• **Problem**:
Below are the entries; output exactly the lines from the one containing "Look at the photograph above. For each instance of the warning" through the final line, inclusive.

— START OF Extracted data —

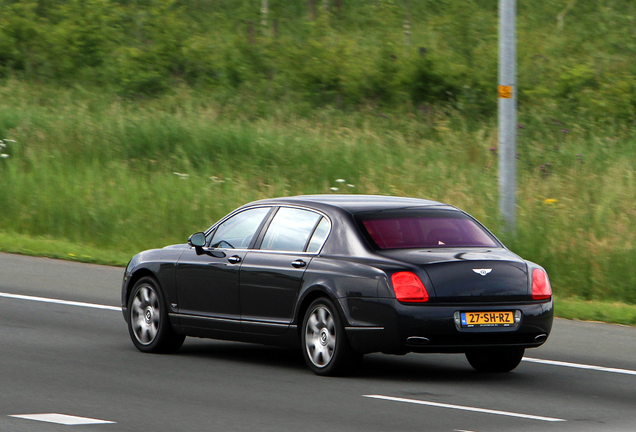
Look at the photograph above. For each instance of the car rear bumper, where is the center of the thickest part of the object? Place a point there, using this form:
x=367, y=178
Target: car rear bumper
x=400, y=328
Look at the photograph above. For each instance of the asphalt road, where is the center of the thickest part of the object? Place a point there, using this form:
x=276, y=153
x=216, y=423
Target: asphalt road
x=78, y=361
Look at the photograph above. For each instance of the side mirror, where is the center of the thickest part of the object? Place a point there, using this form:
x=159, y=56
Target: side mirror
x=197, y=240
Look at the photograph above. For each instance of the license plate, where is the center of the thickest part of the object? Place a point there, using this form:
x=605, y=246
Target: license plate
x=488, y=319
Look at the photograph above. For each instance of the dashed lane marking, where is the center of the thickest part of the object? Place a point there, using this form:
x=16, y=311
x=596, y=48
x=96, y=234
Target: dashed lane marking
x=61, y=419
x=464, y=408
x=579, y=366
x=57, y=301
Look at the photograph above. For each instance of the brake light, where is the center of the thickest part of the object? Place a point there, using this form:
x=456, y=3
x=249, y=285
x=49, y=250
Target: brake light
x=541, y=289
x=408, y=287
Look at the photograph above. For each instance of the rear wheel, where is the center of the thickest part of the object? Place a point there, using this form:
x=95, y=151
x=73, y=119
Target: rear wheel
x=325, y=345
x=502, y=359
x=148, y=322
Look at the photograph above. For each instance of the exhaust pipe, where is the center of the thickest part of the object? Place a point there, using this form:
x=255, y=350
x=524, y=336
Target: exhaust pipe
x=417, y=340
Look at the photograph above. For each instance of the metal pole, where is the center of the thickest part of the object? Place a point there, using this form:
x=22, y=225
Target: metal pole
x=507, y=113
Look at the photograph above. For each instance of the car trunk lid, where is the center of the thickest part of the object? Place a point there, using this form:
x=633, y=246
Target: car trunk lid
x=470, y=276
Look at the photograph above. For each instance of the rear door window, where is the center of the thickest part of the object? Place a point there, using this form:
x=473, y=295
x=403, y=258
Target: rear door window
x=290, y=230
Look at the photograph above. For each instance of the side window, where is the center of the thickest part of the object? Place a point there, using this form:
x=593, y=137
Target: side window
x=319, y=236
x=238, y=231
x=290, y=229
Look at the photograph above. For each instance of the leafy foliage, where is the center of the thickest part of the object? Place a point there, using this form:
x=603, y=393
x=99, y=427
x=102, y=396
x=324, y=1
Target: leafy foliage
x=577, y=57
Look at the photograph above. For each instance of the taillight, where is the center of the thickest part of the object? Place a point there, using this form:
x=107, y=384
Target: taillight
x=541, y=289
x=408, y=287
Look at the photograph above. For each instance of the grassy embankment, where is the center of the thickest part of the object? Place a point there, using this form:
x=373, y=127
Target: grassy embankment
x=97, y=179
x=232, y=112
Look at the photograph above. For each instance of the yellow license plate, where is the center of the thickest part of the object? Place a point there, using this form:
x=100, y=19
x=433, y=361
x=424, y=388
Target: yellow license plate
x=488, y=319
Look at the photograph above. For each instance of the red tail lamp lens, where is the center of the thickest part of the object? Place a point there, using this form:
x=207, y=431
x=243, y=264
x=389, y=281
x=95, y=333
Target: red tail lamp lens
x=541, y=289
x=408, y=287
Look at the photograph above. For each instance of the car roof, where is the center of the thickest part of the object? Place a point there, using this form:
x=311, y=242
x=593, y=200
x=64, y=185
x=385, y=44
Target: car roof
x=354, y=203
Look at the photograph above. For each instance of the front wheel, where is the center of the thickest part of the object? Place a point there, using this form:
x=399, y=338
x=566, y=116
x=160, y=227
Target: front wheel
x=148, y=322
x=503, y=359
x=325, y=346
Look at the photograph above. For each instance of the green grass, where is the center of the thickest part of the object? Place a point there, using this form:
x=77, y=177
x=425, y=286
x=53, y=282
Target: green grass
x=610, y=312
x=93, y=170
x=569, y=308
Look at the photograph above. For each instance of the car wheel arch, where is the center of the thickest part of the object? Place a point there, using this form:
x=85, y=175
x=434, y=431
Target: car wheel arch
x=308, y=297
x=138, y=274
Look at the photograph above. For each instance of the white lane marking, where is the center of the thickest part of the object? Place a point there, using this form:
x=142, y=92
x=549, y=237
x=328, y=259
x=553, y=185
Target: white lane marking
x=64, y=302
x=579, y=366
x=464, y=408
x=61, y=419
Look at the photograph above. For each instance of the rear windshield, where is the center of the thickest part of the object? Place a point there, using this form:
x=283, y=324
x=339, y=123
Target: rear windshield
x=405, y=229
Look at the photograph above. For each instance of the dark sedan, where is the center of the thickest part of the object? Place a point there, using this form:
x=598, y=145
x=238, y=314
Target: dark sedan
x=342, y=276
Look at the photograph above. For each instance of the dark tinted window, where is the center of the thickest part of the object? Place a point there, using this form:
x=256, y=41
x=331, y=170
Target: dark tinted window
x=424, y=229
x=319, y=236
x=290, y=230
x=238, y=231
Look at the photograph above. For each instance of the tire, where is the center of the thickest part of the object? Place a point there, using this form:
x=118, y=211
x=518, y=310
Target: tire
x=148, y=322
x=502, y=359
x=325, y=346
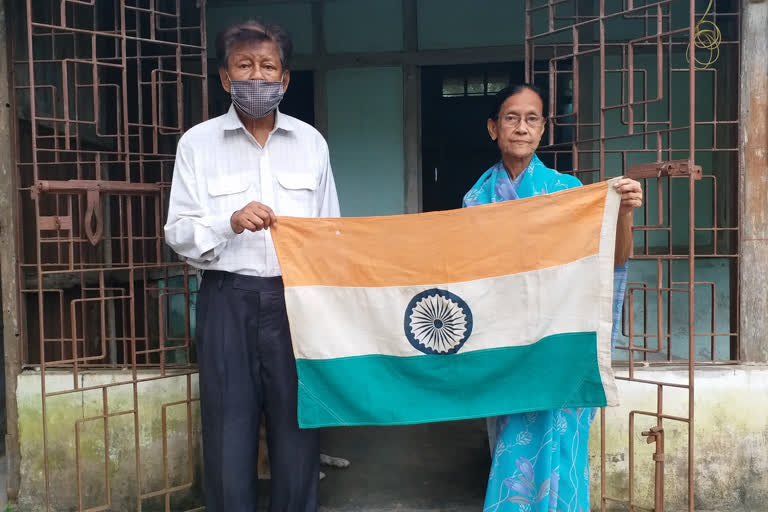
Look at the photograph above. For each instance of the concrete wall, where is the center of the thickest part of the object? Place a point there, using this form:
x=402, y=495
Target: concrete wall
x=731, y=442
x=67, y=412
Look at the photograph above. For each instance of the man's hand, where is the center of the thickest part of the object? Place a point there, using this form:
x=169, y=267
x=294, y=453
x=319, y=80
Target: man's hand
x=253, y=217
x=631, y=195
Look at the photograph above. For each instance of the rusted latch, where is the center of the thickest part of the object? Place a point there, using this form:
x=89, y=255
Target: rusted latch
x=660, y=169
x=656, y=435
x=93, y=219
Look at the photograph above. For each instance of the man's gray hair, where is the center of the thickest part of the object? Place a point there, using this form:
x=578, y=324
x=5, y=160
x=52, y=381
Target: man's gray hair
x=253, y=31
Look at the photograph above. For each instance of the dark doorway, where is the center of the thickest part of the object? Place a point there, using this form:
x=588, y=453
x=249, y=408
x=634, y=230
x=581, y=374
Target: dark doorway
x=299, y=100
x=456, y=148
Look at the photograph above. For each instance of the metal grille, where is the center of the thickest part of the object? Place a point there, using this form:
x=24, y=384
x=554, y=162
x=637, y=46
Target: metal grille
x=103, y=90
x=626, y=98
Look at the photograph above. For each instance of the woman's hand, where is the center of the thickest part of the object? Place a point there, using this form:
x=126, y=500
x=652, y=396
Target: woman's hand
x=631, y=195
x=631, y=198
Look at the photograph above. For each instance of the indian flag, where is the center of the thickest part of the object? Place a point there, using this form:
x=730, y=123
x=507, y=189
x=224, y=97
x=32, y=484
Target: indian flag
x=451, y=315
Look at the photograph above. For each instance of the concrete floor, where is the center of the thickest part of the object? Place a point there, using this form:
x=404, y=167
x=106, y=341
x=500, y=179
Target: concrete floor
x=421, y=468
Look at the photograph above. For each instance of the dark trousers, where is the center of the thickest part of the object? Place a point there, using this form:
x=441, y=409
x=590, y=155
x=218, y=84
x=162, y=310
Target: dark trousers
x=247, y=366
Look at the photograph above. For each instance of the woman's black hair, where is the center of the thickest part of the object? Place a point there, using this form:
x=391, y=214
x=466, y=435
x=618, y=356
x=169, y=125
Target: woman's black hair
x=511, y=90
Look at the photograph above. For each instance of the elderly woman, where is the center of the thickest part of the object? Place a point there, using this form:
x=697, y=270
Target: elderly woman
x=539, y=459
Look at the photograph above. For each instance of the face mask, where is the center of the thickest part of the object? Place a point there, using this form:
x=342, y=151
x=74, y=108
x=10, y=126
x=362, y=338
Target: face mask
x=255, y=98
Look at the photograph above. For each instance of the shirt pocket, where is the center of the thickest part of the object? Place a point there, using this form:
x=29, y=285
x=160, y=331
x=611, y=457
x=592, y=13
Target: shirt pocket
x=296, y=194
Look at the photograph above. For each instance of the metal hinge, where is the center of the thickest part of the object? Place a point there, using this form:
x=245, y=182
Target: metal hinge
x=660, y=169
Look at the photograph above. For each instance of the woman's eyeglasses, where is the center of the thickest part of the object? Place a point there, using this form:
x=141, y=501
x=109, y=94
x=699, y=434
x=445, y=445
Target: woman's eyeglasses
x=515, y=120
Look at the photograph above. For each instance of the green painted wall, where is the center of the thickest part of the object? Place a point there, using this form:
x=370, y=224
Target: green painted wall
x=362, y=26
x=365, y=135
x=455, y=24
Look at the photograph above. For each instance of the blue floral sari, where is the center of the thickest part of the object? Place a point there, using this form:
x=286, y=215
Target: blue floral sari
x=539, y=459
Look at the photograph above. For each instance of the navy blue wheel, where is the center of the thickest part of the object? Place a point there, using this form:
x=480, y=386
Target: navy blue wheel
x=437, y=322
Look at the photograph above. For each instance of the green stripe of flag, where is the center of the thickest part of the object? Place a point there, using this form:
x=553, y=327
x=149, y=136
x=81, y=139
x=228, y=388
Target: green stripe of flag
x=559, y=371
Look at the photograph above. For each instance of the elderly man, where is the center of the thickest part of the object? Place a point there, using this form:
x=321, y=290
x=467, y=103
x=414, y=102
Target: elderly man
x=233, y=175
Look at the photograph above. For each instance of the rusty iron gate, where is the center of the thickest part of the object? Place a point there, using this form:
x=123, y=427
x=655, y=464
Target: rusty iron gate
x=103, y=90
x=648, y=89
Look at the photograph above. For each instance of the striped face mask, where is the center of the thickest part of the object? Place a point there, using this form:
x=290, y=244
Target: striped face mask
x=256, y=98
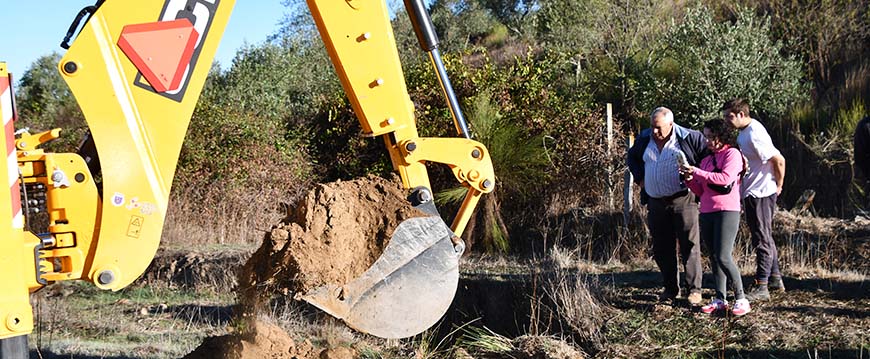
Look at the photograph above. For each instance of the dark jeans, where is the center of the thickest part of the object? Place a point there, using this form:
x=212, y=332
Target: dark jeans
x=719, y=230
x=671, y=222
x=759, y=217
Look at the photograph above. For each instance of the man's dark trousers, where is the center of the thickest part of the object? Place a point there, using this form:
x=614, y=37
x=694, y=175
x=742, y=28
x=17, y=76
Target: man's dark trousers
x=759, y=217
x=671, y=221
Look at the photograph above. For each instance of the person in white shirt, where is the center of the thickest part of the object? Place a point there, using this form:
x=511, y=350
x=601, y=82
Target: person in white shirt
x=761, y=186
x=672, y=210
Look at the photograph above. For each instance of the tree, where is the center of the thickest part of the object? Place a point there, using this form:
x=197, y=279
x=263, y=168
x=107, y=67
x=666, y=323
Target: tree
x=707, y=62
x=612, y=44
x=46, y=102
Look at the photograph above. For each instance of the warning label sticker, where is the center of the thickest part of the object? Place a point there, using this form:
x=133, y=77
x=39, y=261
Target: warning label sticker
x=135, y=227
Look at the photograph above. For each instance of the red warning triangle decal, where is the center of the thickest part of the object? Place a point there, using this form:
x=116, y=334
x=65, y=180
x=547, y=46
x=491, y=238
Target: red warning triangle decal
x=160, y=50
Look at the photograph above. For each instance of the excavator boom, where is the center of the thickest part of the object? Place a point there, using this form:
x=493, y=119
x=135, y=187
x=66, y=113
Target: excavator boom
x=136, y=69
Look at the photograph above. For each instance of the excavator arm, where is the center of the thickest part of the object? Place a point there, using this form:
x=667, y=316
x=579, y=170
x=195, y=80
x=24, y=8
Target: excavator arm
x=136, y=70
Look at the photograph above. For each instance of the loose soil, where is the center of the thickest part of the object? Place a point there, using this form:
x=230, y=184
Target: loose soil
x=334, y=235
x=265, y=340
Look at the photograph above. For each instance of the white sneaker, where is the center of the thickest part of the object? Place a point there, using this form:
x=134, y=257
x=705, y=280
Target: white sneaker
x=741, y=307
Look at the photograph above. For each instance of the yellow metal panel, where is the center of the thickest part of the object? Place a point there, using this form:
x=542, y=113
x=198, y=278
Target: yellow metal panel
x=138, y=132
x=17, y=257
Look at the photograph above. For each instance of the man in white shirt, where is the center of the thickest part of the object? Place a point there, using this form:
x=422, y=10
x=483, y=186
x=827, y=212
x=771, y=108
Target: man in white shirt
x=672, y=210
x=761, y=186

— END OF Extracted data —

• **The result**:
Look at the photograph above. For each instance of the warning label sticker, where is the center of the thickest part of the object? Place a point there, using this form:
x=133, y=77
x=39, y=261
Target: warning label sticker
x=135, y=227
Look at the photograph above. For each instance of the red warning triangle decal, where is the center of the thickest part of the object? Place a point there, using this form:
x=116, y=334
x=65, y=180
x=547, y=46
x=491, y=238
Target: red warning triangle decal
x=160, y=50
Look at the photograph above. For each instance of the excavator boom, where is the center of the thickest part of the object? Place a point there, using this form:
x=493, y=119
x=135, y=187
x=66, y=113
Target: excavator boom
x=136, y=69
Look at the photograph above. For each instance of the excavator arm, where is the center of the thickest part of the object? Place a point there, using this form:
x=667, y=316
x=579, y=170
x=195, y=80
x=24, y=8
Target: excavator arm
x=136, y=70
Look at the photograph above. For each instance of the loose soil, where is the center of the thickest part of the object? Place a point there, using this form:
x=230, y=184
Target: loose soil
x=334, y=235
x=265, y=340
Look at the photograph above. For each instance of the white sneaker, where is the center of the thickest part of the object? Place a point there, using this form:
x=134, y=257
x=705, y=280
Target: white sneaker
x=741, y=307
Look at the photograph above. For each instance of the yellow metal panel, where is the center of the thickest part of the object? Place a point there, using this form:
x=542, y=113
x=198, y=278
Target: yellow metal panel
x=138, y=132
x=17, y=257
Look at the photograph above. For each instance of the man in white shirt, where is the center of the thickest part of the object? Place a point there, using this form:
x=422, y=10
x=483, y=186
x=827, y=212
x=771, y=108
Target: man in white shirt
x=672, y=210
x=761, y=186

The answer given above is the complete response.